**WHAT THIS TASK INVOLVES:**
Rewrite the records from the line containing "Isolate the light" through the line containing "480;153;591;208", requests included, raising every box coordinate in the answers by 131. Give only those lines.

--- RECORDS SHOWN ---

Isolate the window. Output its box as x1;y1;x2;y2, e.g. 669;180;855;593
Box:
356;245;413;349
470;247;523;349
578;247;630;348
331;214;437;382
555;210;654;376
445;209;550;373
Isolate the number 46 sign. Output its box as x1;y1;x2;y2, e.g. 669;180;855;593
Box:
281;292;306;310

---
--- RECORDS SHOWN ---

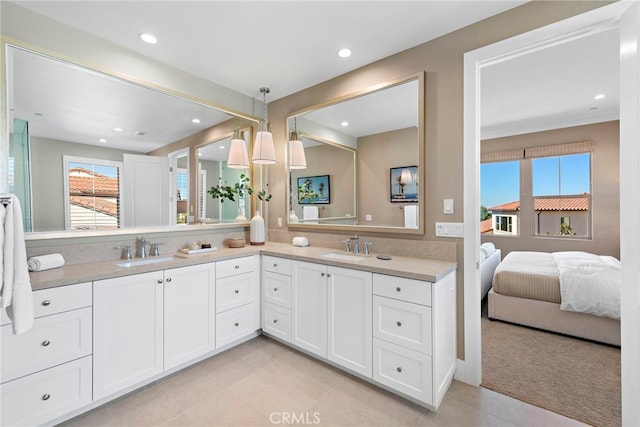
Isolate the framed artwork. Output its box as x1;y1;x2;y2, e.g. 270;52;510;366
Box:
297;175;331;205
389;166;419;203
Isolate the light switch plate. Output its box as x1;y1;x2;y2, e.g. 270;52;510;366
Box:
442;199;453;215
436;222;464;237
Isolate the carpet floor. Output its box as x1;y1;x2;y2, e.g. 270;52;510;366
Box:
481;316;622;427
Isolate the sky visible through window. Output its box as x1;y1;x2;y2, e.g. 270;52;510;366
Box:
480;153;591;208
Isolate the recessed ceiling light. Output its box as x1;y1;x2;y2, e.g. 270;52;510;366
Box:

---
--- RECORDS SHOWN ---

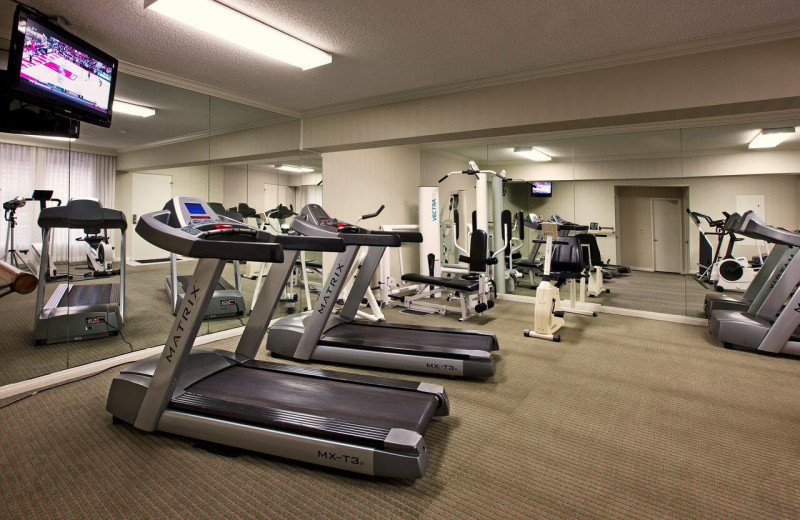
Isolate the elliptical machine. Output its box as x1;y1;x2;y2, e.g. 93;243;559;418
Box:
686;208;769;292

---

**REPLY:**
Isolate the light switch plate. Output its box as x1;y1;x2;y2, e.g. 270;52;510;366
Box:
573;330;584;346
567;353;595;368
Isolate the carpet floor. Output its box as x1;y1;x2;y2, e.g. 270;52;510;366
Box:
612;447;753;558
Isolate the sky visible through window. Output its box as x1;y1;x2;y2, e.g. 270;52;510;366
Box:
611;284;722;339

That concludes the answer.